** Data excerpts follows **

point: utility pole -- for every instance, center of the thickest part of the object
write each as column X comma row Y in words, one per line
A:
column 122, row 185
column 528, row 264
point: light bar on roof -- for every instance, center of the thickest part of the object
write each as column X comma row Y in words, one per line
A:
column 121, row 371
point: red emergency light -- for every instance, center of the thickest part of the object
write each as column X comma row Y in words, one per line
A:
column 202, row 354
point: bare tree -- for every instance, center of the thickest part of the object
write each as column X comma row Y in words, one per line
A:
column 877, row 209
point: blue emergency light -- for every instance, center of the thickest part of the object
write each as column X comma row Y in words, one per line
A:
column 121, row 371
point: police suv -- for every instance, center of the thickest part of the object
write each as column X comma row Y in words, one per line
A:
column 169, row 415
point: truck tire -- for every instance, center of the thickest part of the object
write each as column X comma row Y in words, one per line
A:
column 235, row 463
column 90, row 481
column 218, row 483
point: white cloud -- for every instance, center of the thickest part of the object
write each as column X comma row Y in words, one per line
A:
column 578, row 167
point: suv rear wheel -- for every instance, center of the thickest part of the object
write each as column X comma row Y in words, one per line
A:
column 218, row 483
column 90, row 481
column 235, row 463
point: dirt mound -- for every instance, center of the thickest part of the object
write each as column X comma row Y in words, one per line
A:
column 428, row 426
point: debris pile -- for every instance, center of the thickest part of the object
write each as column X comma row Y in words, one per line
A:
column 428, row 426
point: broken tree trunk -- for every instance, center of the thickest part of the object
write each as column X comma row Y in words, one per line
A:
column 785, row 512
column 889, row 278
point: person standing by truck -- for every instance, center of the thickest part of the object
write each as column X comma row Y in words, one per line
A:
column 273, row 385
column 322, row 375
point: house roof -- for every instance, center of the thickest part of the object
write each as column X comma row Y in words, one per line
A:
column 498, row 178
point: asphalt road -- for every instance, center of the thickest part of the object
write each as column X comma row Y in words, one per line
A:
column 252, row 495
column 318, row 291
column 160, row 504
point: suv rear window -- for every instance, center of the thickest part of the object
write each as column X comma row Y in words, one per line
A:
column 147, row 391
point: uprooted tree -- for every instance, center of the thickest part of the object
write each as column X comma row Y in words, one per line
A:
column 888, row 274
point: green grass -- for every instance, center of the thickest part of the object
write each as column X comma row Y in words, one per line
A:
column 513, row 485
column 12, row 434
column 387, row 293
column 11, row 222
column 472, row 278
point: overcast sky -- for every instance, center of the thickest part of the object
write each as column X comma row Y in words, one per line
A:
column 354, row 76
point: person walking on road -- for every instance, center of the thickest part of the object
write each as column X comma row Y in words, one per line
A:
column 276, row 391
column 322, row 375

** End of Data excerpts **

→ **Activity**:
Copy only the lines in the listing that contain "road".

→ **Result for this exercise**:
point: asphalt road -- for every instance, center of the thickest part of the object
point: person walking on road -- for every instance, center of the thickest part of the object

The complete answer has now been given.